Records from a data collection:
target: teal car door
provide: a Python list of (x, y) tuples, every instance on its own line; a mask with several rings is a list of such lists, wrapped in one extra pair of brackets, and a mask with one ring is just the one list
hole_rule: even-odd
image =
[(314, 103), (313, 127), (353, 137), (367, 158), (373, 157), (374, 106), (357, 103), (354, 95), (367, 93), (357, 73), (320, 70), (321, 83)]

Task description ▸ Rewrite all lines of the data above, requests included, and offset each x and y vertex coordinate in the answers by adding 9.

Solved exercise ▸
target: teal car door
provide: a Python list of (x, y) tuples, every instance on its own line; a mask with several rings is a list of such lists, wrapped in one extra pair of brackets, and a mask with one ring is just the one list
hole_rule: even-odd
image =
[(323, 112), (322, 136), (362, 146), (376, 167), (382, 166), (383, 115), (366, 112), (363, 104), (376, 102), (366, 82), (329, 79), (330, 92)]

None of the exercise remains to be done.